→ Image-grounded pointing data:
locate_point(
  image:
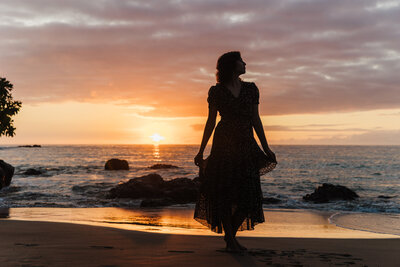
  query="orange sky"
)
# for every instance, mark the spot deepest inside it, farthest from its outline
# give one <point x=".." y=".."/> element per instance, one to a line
<point x="120" y="71"/>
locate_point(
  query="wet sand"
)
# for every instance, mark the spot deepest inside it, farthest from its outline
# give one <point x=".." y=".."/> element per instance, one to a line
<point x="27" y="243"/>
<point x="170" y="237"/>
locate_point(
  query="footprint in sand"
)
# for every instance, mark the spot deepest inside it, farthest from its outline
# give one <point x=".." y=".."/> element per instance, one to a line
<point x="26" y="245"/>
<point x="102" y="247"/>
<point x="181" y="251"/>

→ Goal of the exercise: Print all records word for word, no images.

→ Worked solution:
locate_point(
  image:
  query="orange sky"
)
# for every instance, mark the spot deepest inside it, farthest from its outline
# give one <point x=".." y=".."/> element per instance, one to a line
<point x="120" y="71"/>
locate_point(
  query="wet sand"
)
# for every instance, mark the spot deepest inside it, farthest from its outline
# give one <point x=".." y=".."/> element per instance, one to a line
<point x="27" y="243"/>
<point x="170" y="237"/>
locate_point(
  query="footprint in sand"
)
# for every instance, mark the spot deepest inside it, farthest from its outline
# give one <point x=".." y=".."/> element per instance, one to a line
<point x="26" y="245"/>
<point x="102" y="247"/>
<point x="181" y="251"/>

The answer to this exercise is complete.